Required task → Locate each line in the items below that contains the string "vest" and copy every such line in full.

Available records →
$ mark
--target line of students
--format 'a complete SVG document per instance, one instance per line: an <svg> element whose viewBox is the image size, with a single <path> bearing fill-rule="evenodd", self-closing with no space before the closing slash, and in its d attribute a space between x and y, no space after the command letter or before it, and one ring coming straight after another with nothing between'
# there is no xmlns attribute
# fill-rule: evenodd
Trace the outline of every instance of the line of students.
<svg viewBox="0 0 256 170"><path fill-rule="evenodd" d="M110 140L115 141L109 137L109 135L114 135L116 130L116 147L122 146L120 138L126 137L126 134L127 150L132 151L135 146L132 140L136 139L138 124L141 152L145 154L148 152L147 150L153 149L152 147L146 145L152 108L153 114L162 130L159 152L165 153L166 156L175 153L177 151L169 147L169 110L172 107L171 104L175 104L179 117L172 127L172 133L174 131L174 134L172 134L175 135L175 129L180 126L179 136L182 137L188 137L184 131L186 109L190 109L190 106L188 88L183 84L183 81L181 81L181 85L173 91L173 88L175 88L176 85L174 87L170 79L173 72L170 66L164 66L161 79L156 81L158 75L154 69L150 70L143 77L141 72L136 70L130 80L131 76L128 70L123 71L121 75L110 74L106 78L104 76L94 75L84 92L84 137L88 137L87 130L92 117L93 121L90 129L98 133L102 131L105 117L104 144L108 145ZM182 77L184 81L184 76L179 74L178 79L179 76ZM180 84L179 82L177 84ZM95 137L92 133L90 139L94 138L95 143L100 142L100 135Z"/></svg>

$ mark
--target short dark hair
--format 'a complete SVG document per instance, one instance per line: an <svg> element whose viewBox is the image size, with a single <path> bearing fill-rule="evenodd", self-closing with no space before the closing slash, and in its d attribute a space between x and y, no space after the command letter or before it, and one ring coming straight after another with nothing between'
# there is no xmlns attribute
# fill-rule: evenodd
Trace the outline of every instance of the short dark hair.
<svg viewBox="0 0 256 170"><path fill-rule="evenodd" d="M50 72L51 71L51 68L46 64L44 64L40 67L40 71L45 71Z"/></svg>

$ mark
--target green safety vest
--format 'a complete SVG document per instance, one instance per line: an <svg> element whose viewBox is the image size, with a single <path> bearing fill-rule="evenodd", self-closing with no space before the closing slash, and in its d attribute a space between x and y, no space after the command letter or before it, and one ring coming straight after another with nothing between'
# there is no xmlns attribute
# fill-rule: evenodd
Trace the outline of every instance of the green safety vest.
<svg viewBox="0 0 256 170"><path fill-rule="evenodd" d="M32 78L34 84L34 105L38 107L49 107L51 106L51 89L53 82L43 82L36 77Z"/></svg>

Task result →
--target green safety vest
Trace the outline of every instance of the green safety vest.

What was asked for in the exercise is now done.